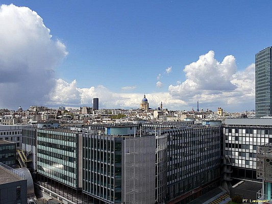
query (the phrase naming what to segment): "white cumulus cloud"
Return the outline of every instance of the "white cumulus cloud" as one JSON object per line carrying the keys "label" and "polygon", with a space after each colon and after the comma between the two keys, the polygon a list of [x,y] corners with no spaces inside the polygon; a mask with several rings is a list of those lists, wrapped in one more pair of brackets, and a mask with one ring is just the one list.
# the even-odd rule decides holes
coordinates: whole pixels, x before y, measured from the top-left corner
{"label": "white cumulus cloud", "polygon": [[163,86],[163,84],[161,82],[159,81],[156,83],[156,86],[158,88],[162,88]]}
{"label": "white cumulus cloud", "polygon": [[168,67],[165,69],[165,71],[167,73],[170,73],[172,71],[172,67]]}
{"label": "white cumulus cloud", "polygon": [[0,7],[0,107],[43,104],[55,87],[54,73],[67,55],[35,11]]}
{"label": "white cumulus cloud", "polygon": [[136,88],[136,86],[124,86],[121,88],[122,90],[127,91],[130,90],[133,90]]}
{"label": "white cumulus cloud", "polygon": [[187,105],[196,101],[214,110],[218,106],[227,109],[254,109],[255,65],[237,71],[235,58],[225,57],[221,62],[209,51],[194,62],[185,66],[186,80],[168,87],[174,98],[183,99]]}

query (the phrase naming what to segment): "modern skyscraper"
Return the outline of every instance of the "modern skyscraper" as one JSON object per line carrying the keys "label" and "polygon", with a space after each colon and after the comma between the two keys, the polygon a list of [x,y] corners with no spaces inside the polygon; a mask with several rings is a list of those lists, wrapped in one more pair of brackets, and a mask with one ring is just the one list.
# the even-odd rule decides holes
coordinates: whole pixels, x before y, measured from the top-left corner
{"label": "modern skyscraper", "polygon": [[98,98],[93,98],[93,109],[98,110]]}
{"label": "modern skyscraper", "polygon": [[255,55],[256,117],[272,115],[272,47]]}

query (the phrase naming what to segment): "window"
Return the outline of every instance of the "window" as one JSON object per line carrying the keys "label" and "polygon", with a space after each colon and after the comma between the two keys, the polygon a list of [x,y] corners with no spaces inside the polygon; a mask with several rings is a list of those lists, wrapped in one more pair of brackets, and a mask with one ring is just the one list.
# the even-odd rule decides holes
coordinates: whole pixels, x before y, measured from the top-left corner
{"label": "window", "polygon": [[16,191],[16,199],[17,200],[21,199],[21,186],[17,186]]}

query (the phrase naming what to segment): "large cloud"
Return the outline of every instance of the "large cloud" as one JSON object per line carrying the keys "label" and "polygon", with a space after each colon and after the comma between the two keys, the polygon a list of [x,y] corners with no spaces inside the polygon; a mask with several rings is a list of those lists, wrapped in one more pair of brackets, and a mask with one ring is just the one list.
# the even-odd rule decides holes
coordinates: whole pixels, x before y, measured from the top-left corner
{"label": "large cloud", "polygon": [[[173,98],[167,92],[145,94],[151,108],[156,108],[162,101],[164,107],[181,110],[185,103]],[[115,93],[102,85],[88,88],[78,88],[76,80],[69,83],[62,79],[56,80],[56,86],[50,94],[48,105],[92,106],[93,98],[99,98],[100,108],[138,108],[143,93]]]}
{"label": "large cloud", "polygon": [[255,65],[237,71],[235,58],[226,56],[221,63],[210,51],[199,60],[186,65],[183,70],[186,80],[170,85],[170,95],[183,99],[187,106],[202,106],[215,110],[218,106],[229,110],[254,109]]}
{"label": "large cloud", "polygon": [[54,69],[67,54],[27,7],[0,7],[0,108],[43,104],[55,87]]}

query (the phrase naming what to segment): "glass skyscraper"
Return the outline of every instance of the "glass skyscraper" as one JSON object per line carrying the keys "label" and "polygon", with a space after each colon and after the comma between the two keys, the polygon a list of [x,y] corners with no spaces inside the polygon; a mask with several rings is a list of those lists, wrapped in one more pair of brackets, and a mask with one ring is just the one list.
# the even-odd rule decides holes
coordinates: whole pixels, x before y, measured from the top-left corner
{"label": "glass skyscraper", "polygon": [[94,110],[98,110],[98,98],[93,98],[93,109]]}
{"label": "glass skyscraper", "polygon": [[256,117],[272,115],[272,47],[255,55],[255,110]]}

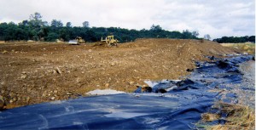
+--
• **Task to carry out**:
From the entries above, keep only the lines that contain the string "naming" and copy each of them unchanged.

• **The result**:
query (the phrase naming what to segment): "white cumulus cloud"
query (the phrase naming what to segment): "modern skyscraper"
query (the phrase naming what to segment): "window"
query (the phrase naming what to segment): "large cloud"
query (the phrase naming what to segment): "glass skyscraper"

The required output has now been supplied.